## What is being asked
Identify each line in the records that contains the string "floor", and copy those lines. Case counts, so only matches with identical capitalization qualify.

## Dataset records

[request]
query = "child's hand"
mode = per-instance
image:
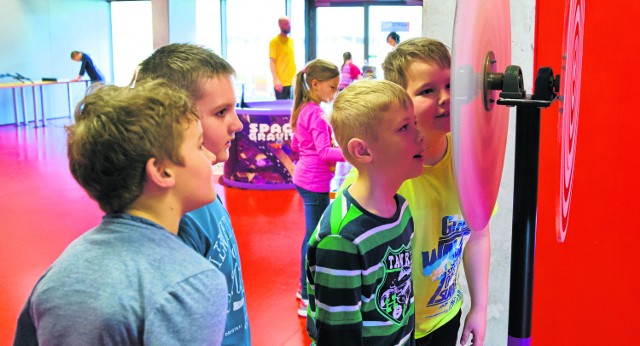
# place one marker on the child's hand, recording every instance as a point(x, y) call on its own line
point(476, 324)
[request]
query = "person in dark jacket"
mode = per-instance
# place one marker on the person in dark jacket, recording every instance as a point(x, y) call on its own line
point(87, 66)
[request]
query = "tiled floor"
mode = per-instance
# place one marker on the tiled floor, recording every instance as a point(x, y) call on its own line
point(42, 210)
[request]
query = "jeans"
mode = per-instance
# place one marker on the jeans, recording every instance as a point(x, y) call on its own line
point(314, 205)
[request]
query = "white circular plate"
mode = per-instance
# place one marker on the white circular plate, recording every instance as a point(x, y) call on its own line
point(479, 135)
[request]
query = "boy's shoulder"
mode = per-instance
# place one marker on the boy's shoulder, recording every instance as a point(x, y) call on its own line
point(347, 218)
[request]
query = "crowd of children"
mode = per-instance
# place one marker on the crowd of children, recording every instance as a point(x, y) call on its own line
point(379, 265)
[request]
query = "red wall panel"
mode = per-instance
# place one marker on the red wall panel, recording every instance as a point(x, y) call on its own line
point(587, 289)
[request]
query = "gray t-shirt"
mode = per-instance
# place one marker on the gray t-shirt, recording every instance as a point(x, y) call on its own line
point(128, 281)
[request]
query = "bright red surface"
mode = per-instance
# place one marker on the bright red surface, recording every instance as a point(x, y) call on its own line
point(42, 209)
point(586, 289)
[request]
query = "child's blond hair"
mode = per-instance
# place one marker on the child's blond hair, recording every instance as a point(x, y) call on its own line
point(320, 70)
point(117, 130)
point(423, 49)
point(358, 110)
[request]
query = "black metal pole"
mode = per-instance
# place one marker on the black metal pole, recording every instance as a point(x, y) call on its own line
point(525, 202)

## Correct response
query = "tiled floor"
# place one marker on the tiled floor, recording every instance as a point(x, y) call on its own line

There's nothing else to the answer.